> Directions for this task: Please arrange the rows below as a numbered list, taking only the lines from the one with "of the gravel" up to and including the one with "point(223, 104)", and leave out any blank lines.

> Raw records:
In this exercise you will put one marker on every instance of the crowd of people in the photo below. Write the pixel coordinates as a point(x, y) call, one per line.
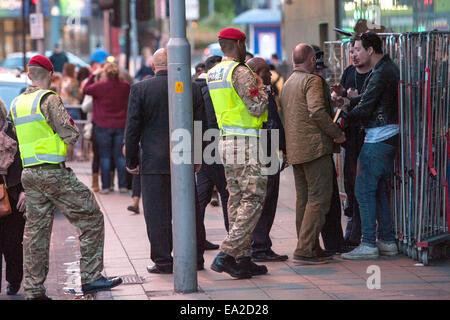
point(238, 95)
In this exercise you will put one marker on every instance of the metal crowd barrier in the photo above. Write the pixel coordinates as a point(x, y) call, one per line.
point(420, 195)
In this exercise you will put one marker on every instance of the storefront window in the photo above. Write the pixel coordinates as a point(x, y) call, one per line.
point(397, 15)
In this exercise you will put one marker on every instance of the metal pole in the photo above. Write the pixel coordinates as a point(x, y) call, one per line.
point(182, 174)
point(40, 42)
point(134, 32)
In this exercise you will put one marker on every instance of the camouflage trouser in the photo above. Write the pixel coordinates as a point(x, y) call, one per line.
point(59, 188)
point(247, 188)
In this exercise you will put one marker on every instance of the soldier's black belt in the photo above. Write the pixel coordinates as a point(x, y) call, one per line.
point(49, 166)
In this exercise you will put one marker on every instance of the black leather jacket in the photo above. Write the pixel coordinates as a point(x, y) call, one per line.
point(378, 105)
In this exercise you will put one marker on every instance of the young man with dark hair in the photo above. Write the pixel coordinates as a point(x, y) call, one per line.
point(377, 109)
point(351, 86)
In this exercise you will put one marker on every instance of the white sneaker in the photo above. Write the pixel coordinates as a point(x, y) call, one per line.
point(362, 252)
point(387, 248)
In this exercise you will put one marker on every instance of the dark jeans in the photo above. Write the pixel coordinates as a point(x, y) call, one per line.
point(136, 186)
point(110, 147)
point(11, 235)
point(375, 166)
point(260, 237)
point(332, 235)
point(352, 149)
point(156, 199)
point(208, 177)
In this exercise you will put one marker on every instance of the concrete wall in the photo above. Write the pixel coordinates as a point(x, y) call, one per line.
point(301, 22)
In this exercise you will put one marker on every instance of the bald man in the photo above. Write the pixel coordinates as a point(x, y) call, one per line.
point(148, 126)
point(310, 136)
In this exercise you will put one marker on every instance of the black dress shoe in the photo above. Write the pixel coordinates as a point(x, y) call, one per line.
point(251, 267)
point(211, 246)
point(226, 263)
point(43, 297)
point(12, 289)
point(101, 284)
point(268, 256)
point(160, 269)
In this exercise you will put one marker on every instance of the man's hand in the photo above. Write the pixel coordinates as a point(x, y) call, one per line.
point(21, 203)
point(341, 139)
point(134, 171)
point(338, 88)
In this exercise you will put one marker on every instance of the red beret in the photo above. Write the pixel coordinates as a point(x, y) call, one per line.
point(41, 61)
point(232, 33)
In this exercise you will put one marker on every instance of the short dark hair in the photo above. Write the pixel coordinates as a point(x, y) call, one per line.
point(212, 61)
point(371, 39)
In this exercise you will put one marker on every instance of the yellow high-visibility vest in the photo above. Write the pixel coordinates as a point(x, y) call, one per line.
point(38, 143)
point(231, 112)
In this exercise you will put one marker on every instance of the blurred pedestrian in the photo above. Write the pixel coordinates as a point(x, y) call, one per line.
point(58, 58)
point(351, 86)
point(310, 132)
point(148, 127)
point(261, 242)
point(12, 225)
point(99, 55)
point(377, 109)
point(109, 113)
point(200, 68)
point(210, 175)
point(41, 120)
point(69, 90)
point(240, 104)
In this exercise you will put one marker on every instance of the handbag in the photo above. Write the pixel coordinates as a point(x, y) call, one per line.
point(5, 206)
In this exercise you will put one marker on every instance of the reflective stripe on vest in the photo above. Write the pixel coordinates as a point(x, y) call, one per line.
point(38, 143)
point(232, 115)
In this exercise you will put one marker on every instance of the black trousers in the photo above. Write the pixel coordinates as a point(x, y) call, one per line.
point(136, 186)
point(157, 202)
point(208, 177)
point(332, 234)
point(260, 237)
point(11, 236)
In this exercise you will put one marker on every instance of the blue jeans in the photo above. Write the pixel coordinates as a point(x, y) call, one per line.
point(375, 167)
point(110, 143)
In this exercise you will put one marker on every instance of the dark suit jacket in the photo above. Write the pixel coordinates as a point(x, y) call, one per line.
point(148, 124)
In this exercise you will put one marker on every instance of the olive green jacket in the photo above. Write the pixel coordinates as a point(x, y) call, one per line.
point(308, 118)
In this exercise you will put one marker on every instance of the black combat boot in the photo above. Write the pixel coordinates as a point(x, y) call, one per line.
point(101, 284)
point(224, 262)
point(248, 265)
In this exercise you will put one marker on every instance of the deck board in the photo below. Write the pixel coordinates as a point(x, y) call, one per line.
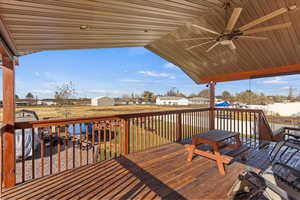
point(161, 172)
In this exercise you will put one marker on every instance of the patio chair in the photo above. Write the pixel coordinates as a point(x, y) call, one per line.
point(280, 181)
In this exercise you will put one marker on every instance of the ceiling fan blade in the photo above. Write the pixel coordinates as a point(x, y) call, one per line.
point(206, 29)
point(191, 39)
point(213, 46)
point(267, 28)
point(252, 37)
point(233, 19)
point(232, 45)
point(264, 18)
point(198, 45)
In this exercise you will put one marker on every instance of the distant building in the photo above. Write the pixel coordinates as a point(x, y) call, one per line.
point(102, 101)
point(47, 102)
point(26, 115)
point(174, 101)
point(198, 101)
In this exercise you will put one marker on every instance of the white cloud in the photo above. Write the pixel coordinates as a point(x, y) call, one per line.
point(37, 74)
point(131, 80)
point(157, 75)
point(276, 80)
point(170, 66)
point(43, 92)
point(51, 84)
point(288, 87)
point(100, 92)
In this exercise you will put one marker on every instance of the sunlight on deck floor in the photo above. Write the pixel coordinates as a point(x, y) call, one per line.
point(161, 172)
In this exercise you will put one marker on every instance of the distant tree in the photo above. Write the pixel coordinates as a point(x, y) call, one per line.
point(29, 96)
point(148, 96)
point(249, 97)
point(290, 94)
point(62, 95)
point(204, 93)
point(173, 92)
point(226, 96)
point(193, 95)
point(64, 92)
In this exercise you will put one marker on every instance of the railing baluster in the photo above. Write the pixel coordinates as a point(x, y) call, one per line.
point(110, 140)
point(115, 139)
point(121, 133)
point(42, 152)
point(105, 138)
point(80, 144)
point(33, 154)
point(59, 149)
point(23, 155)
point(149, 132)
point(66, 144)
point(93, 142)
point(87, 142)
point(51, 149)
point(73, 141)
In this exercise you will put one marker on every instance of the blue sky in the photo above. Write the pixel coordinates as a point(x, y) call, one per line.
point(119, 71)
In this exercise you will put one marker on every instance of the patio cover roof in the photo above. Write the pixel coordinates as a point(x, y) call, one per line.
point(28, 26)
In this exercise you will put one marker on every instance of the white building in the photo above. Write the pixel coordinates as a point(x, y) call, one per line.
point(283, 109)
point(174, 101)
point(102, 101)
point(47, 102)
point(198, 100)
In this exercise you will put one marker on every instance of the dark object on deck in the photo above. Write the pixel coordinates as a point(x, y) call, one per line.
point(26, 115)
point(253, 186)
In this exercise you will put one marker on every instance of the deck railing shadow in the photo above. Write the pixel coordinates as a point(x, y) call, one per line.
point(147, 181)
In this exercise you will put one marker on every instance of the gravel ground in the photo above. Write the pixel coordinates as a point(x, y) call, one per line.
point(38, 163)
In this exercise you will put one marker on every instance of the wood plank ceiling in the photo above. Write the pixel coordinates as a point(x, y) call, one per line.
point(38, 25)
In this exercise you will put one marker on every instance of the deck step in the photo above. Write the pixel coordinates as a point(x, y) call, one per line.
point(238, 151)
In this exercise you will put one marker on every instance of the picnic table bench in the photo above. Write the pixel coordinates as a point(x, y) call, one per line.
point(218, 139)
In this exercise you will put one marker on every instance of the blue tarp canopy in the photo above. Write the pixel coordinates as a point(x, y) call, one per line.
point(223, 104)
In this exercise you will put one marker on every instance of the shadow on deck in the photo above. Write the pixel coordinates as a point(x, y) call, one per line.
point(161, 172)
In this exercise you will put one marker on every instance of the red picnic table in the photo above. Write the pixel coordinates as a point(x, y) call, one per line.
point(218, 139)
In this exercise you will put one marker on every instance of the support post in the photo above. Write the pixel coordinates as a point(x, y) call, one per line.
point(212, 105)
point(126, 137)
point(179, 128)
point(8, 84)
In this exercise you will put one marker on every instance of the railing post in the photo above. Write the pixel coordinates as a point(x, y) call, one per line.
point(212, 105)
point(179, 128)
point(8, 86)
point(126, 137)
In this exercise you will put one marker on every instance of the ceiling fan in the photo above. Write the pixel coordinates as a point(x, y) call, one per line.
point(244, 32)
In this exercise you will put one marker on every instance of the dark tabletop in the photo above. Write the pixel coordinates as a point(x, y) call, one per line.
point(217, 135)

> Exercise output:
1. In this exercise you will put one marker on every instance of the gravel ground in the photo above. Write the pixel coordinates as a point(x, y) call, one per line.
2. point(38, 163)
3. In this exercise you will put one marker on every instance of the wood plank ceiling in the photo above. Write the pixel coordinates as a point(x, y) call, one per line.
4. point(38, 25)
5. In this exercise you will put one marker on every instance of the deck step in the photo above. Write the pixel coordinates as a point(x, y) call, one per line.
6. point(238, 151)
7. In this exercise you will put one marker on every instance of the picnic table bench in the photo above. Write the pixel coordinates as a point(x, y) call, one per line.
8. point(218, 139)
9. In this exercise you will put one marker on every instance of the blue tarp canopy in the photo above. Write the pixel coordinates as a point(x, y) call, one per line.
10. point(223, 104)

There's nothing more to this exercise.